See also "Special semantics for compositions" below.

Type()

  $schema->Type($type_name => %handlers);

See "define_type()". The call above is equivalent to

  $schema->metadm->define_type(name => $type_name, handlers => \%handlers);

Meta-schema back-end methods

define_table()

  $meta_schema->define_table(%options);

Creates a new Perl class of name $class_name that represents a database table. The new class inherits from the table_parent declared in the schema (by default : DBIx::DataModel::Source::Table). At the same time, an instance of the table_metaclass is also created (by default : DBIx::DataModel::Meta::Source::Table), for holding meta-information about that table (database name, primary key, paths to other tables, etc.).

Returns $meta_schema. Entries in %options are :

class => $string

Name of the class to be created. If $class_name contains no ::, then the schema name is prepended to it (so the new table class is created in the namespace of the schema, which is a recommended best practice).

db_name => $string

SQL name of the database table or view that will be accessed through this class. Actually, it might be any SQL clause, like for example Table1 t1 INNER JOIN Table2 t2 ON t1.fk=t2.pk; see the "View()" method below.

primary_key => $string | \@array

Name of the column (or list of columns) that hold the primary key for that table.

default_columns => $string

Whatever will be injected into SELECT statements, when no -columns parameter is explicitly supplied. The default is '*'.

where => \%hash | \@array

An optional reference to a WHERE condition, in SQL::Abstract::More format. That condition will be automatically injected into every SELECT statement on this table. When working with regular tables, this parameter is always empty; it is only useful for declaring DBIx::DataModel views (see the "View()" method below).

parents => [$parent1, ...]

List of meta-tables from which this table will inherit. This can be useful if your database supports table inheritance (like for example PostgreSQL), and you want to reflect the inheritance structure within the Perl table classes.

column_types

An optional hashref, where keys are type names and values are arrayrefs of columns on which this type should be applied; see "define_column_type()".

column_handlers

An optional hashref, where keys are column names and values are hashrefs of { $handler_name => $handler_body }; see "define_column_handlers()".

Then, when you call $obj->apply_column_handler($handler_name), each column having a handler of the corresponding name will execute the associated code.

auto_insert_columns

A hashref of column names and handlers, like in "define_schema()", but only for one specific table.

auto_update_columns

A hashref of column names and handlers, like in "define_schema()", but only for one specific table.

no_update_columns

A hashref of column names, like in "define_schema()", but only for one specific table.

define_association()

Features common to all kinds of associations

  $meta_schema->define_association(
    name   => $association_name,          # optional
    kind   => $kind,                      # 'Association' or 'Composition'
    A      => {
      table        => $meta_table_instance,
      role         => $role_name,         # optional
      multiplicity => $multiplicity_spec, # ex. "1..*"
      join_cols    => [$col1, ...]        # optional
    },
    B      => { ... },                    # same structure as 'A'
  );

Declares an association between two tables (or even two instances of the same table). The arguments are :

A

A description of the first association end, which is composed of

table

An instance of DBIx::DataModel::Meta::Source::Table.

role

The role name of that source within the association. A Perl method of the same name will be defined in the remote source (the other end of the association). Besides, the role name is also used when building joins through

  $schema->join(qw/FirstTable role1 role2 .../)

• **Data listing**

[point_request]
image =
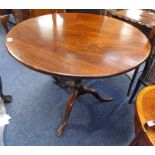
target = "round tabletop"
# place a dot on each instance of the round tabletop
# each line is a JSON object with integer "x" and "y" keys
{"x": 78, "y": 45}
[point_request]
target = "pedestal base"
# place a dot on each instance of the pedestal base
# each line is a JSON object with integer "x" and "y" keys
{"x": 78, "y": 89}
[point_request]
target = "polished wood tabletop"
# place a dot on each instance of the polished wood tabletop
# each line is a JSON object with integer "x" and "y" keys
{"x": 145, "y": 108}
{"x": 78, "y": 45}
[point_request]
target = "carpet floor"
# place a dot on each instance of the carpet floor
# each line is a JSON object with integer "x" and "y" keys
{"x": 38, "y": 106}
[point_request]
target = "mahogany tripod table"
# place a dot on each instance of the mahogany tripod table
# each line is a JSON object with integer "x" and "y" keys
{"x": 76, "y": 46}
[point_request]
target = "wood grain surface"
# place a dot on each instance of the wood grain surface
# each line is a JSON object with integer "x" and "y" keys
{"x": 145, "y": 109}
{"x": 78, "y": 45}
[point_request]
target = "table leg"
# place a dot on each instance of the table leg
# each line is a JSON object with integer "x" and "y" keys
{"x": 67, "y": 112}
{"x": 6, "y": 98}
{"x": 78, "y": 89}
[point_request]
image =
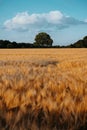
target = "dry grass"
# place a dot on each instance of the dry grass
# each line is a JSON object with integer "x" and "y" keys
{"x": 43, "y": 89}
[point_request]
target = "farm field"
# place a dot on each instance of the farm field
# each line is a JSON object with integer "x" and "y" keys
{"x": 43, "y": 89}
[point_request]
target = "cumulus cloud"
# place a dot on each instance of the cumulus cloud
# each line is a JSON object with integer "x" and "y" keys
{"x": 45, "y": 21}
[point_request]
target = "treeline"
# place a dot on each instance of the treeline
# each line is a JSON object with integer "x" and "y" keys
{"x": 8, "y": 44}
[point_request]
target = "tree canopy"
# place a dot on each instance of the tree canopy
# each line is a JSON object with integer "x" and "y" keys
{"x": 43, "y": 40}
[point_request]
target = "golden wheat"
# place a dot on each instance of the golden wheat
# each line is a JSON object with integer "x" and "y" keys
{"x": 43, "y": 89}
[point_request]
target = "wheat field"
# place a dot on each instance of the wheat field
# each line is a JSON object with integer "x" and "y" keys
{"x": 43, "y": 89}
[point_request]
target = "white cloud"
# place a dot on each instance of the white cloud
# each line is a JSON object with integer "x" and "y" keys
{"x": 45, "y": 21}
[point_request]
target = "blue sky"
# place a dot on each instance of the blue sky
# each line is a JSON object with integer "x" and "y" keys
{"x": 64, "y": 20}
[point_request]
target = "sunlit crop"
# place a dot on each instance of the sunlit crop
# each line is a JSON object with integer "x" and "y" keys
{"x": 43, "y": 89}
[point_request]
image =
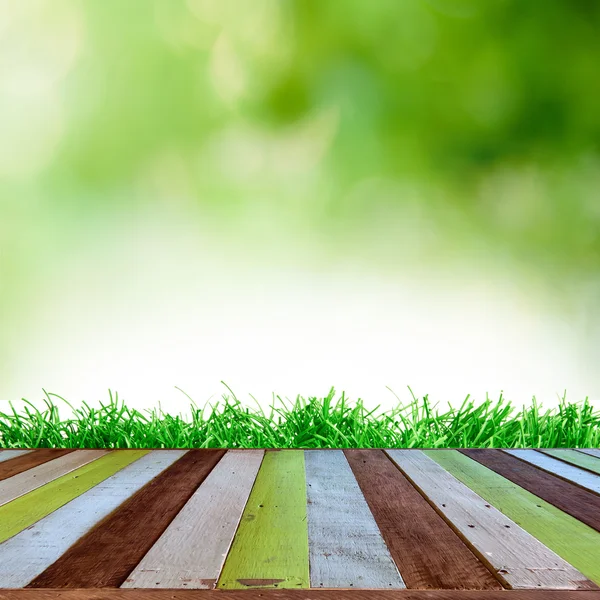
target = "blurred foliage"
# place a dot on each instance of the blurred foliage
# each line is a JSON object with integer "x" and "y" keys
{"x": 481, "y": 117}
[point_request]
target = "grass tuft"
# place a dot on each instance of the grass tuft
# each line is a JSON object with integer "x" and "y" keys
{"x": 305, "y": 423}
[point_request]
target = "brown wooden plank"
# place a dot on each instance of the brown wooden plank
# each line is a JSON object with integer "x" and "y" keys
{"x": 296, "y": 594}
{"x": 106, "y": 555}
{"x": 572, "y": 499}
{"x": 428, "y": 553}
{"x": 17, "y": 465}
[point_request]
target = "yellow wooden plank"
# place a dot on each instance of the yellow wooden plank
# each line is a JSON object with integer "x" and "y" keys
{"x": 270, "y": 548}
{"x": 30, "y": 508}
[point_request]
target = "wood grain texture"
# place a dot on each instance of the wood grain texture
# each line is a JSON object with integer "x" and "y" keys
{"x": 106, "y": 555}
{"x": 27, "y": 510}
{"x": 191, "y": 552}
{"x": 29, "y": 460}
{"x": 590, "y": 451}
{"x": 47, "y": 540}
{"x": 9, "y": 454}
{"x": 299, "y": 594}
{"x": 519, "y": 560}
{"x": 426, "y": 550}
{"x": 345, "y": 545}
{"x": 561, "y": 469}
{"x": 575, "y": 501}
{"x": 23, "y": 483}
{"x": 574, "y": 541}
{"x": 579, "y": 459}
{"x": 270, "y": 548}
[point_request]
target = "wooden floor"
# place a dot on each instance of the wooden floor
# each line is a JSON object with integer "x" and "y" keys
{"x": 299, "y": 524}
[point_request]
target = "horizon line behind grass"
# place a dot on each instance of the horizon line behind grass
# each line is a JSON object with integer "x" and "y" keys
{"x": 313, "y": 423}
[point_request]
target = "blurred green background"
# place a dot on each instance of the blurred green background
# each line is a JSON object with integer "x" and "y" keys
{"x": 159, "y": 158}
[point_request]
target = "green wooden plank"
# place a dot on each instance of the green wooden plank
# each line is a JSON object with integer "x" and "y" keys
{"x": 585, "y": 461}
{"x": 572, "y": 540}
{"x": 270, "y": 549}
{"x": 30, "y": 508}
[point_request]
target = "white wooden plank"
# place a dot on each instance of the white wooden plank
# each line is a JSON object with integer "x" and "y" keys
{"x": 581, "y": 477}
{"x": 8, "y": 454}
{"x": 23, "y": 483}
{"x": 345, "y": 545}
{"x": 591, "y": 451}
{"x": 519, "y": 560}
{"x": 191, "y": 551}
{"x": 45, "y": 541}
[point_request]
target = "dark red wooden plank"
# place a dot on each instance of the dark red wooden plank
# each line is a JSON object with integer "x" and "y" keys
{"x": 106, "y": 555}
{"x": 574, "y": 500}
{"x": 428, "y": 553}
{"x": 17, "y": 465}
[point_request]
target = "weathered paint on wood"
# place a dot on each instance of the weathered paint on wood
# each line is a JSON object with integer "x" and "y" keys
{"x": 191, "y": 552}
{"x": 27, "y": 510}
{"x": 8, "y": 454}
{"x": 575, "y": 501}
{"x": 428, "y": 553}
{"x": 274, "y": 594}
{"x": 129, "y": 532}
{"x": 270, "y": 548}
{"x": 47, "y": 540}
{"x": 519, "y": 560}
{"x": 345, "y": 545}
{"x": 590, "y": 451}
{"x": 578, "y": 459}
{"x": 582, "y": 478}
{"x": 29, "y": 460}
{"x": 23, "y": 483}
{"x": 577, "y": 543}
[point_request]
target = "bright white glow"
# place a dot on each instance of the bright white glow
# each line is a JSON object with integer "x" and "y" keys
{"x": 141, "y": 311}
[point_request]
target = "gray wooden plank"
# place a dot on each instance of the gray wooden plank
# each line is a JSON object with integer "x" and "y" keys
{"x": 45, "y": 541}
{"x": 517, "y": 558}
{"x": 580, "y": 477}
{"x": 346, "y": 548}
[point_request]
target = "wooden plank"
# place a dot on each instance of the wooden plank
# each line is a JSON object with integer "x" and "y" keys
{"x": 270, "y": 548}
{"x": 299, "y": 594}
{"x": 9, "y": 454}
{"x": 579, "y": 477}
{"x": 575, "y": 501}
{"x": 23, "y": 483}
{"x": 47, "y": 540}
{"x": 579, "y": 459}
{"x": 27, "y": 510}
{"x": 345, "y": 545}
{"x": 107, "y": 554}
{"x": 590, "y": 451}
{"x": 519, "y": 560}
{"x": 574, "y": 541}
{"x": 428, "y": 553}
{"x": 29, "y": 460}
{"x": 191, "y": 552}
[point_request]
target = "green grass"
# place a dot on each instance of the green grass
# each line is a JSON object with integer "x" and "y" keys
{"x": 314, "y": 423}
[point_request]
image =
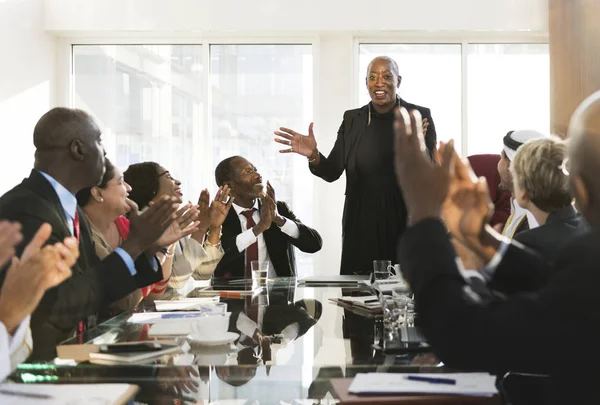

• **Aim of the task**
Carry on the DBIx::DataModel documentation from its last line, in the same style.

• **Answer below**
One of the role names in the association can be anonymous, which is expressed by undef, by an empty string, or a string containing '0', 'none', or '---'. If anonymous, there will be no Perl method and no possibility to join in that direction, so it defines a unidirectional association. Two anonymous roles in both directions are forbidden (because in that case the association would be useless).

If several associations attempt to define the same role name in the same table, an exception is generated.

multiplicity

The multiplicity specification, i.e. the minimum and maximum number of occurrences of that association end, for any given instance of the other end (if not clear, see UML textbooks).

The multiplicity can be expressed either as an arrayref [$min, $max], or as a string "$min..$max". The $max can be '*' or 'n', which is interpreted as the maximum integer value. If expressed as a string, a mere '*' is interpreted as '0..*', and a mere '1' is interpreted as '1..1'.

Numbers different from 0, 1 or * may be given as multiplicity bounds, but this will be just documentary : technically, all that matters is

  • whether the lower bound is 0 or more (if 0, generated joins will be left joins, otherwise inner joins)

  • whether the upper bound is 1 or more (if 1, the associated method returns a single object, otherwise it returns an arrayref)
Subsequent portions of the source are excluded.